▶ **Work request**:
Give back exactly the lines from the one containing "of the mountain" through the end of the records, including both, and no others.

──────── Records shown ────────

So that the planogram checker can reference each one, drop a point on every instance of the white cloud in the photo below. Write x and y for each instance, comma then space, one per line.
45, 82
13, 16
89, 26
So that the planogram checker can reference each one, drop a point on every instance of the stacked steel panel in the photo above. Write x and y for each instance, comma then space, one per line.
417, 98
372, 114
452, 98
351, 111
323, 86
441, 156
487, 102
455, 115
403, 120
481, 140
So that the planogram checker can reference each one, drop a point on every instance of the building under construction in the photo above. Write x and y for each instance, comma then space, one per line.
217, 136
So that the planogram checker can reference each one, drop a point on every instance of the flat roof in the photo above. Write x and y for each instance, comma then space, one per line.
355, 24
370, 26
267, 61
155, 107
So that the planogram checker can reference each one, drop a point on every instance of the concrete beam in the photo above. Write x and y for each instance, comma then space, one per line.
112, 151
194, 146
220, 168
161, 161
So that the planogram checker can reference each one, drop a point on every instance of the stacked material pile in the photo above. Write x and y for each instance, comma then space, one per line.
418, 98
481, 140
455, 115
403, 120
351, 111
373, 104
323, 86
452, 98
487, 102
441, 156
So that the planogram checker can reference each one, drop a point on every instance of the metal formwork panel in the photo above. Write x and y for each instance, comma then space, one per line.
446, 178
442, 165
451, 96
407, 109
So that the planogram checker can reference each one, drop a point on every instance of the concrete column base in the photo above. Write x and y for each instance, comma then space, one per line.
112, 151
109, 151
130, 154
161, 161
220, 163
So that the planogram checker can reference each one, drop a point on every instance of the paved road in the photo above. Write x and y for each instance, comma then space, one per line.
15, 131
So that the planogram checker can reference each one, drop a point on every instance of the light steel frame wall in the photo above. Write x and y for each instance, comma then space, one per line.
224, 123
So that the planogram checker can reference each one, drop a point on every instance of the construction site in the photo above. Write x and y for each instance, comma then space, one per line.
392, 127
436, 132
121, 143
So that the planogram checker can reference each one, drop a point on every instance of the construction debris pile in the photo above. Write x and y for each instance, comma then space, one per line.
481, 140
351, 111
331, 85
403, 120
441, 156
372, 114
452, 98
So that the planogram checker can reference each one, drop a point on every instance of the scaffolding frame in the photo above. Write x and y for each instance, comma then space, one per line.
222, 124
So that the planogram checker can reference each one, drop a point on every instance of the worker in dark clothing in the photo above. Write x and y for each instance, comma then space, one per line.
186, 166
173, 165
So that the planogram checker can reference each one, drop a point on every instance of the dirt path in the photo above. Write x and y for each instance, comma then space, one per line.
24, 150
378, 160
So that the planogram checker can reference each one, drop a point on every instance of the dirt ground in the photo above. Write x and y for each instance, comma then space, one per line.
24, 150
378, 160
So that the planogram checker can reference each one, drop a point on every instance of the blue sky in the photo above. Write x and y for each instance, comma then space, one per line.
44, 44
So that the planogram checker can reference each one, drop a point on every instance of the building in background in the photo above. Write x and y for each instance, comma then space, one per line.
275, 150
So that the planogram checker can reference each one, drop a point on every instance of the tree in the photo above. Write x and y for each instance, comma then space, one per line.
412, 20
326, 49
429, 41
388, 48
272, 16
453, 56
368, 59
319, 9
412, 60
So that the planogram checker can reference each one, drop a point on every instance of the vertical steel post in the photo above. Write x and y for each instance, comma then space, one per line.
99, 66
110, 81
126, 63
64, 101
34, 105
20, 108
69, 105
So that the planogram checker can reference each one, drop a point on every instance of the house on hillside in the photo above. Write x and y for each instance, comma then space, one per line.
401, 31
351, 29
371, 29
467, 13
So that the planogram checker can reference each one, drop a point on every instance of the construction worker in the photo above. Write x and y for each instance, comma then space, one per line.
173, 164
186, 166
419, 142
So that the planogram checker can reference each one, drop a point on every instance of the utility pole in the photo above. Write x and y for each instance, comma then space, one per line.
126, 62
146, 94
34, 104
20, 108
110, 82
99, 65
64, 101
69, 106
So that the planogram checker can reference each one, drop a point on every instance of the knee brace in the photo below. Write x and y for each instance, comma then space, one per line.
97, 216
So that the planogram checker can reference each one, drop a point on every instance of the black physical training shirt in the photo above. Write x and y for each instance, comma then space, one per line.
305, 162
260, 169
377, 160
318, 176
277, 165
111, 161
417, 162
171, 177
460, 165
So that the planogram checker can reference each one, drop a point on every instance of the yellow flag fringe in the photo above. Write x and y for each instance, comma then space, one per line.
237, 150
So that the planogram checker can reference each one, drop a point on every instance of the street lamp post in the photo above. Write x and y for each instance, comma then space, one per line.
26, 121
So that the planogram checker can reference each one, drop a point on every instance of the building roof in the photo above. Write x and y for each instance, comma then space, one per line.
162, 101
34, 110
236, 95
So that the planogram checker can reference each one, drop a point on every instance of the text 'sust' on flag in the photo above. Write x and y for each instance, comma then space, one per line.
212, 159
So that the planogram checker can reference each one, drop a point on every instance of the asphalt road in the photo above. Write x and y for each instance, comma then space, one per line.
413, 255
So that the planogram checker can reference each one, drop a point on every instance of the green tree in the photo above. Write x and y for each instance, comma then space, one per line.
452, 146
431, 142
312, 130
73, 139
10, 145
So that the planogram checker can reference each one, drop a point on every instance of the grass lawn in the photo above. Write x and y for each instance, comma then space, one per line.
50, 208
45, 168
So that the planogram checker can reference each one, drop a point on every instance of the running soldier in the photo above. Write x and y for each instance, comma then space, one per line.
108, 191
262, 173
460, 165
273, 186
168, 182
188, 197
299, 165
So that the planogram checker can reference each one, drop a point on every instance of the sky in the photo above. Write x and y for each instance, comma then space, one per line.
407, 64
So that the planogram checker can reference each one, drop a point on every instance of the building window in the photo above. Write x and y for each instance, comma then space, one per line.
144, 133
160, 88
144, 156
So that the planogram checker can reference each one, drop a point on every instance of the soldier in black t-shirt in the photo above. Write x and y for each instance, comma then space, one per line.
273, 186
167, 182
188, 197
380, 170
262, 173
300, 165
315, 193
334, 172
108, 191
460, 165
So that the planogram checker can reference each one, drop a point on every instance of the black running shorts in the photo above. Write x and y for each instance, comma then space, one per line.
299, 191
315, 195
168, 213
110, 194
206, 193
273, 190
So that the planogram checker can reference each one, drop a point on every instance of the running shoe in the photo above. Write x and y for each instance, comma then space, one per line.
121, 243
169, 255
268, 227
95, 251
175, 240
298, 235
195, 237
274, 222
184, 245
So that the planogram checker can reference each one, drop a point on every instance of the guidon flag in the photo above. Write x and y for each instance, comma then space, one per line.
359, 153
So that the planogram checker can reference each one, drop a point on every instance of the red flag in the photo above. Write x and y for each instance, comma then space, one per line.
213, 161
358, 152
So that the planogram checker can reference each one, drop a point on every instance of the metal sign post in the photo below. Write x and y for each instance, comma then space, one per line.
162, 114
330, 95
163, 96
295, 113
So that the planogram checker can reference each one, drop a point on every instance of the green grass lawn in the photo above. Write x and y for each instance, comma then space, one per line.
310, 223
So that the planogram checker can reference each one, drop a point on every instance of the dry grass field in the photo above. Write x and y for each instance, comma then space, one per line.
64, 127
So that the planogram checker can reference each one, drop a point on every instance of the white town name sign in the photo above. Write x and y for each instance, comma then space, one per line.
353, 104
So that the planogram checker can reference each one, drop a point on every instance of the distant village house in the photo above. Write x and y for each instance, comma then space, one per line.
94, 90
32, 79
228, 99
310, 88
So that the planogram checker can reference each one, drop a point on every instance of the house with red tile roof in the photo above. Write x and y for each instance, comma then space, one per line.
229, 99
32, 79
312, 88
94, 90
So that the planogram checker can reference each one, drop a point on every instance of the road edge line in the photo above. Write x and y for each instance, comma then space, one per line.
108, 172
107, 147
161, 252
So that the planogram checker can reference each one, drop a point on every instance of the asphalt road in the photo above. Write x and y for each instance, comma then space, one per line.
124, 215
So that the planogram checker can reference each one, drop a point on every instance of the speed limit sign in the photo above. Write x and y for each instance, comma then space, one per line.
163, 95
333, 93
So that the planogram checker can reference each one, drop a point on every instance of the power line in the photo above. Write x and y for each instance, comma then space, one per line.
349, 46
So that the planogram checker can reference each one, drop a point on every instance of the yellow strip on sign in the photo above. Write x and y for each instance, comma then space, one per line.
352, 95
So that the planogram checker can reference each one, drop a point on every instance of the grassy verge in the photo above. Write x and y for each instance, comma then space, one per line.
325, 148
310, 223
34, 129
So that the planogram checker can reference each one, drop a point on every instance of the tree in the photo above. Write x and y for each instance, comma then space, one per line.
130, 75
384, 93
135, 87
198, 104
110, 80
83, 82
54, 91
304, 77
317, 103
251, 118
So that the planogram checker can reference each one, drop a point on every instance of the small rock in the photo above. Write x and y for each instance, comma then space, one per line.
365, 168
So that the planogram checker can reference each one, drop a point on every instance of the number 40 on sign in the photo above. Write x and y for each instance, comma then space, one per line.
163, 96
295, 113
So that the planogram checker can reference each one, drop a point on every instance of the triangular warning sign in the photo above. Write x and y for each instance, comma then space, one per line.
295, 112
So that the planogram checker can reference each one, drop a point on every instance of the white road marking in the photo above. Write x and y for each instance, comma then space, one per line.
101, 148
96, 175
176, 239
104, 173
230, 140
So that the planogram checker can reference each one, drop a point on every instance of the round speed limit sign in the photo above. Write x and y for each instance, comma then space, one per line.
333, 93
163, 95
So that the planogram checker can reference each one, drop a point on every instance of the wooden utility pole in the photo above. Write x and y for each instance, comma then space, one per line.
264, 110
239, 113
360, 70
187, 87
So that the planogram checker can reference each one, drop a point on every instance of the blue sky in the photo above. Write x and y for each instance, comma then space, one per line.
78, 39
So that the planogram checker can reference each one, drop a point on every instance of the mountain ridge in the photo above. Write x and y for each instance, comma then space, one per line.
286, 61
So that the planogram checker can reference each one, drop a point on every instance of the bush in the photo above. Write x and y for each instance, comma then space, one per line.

────────

▶ **Answer to this exercise**:
So that the planogram checker can reference each one, drop a point on every instance of the mountain ridge in the photo above. Write x and y for each instance, comma then space, one per line.
286, 61
So that the planogram checker can reference each one, drop a point on every instance of the bush in the photo above. Write x and y for each instance, comma then space, one per line.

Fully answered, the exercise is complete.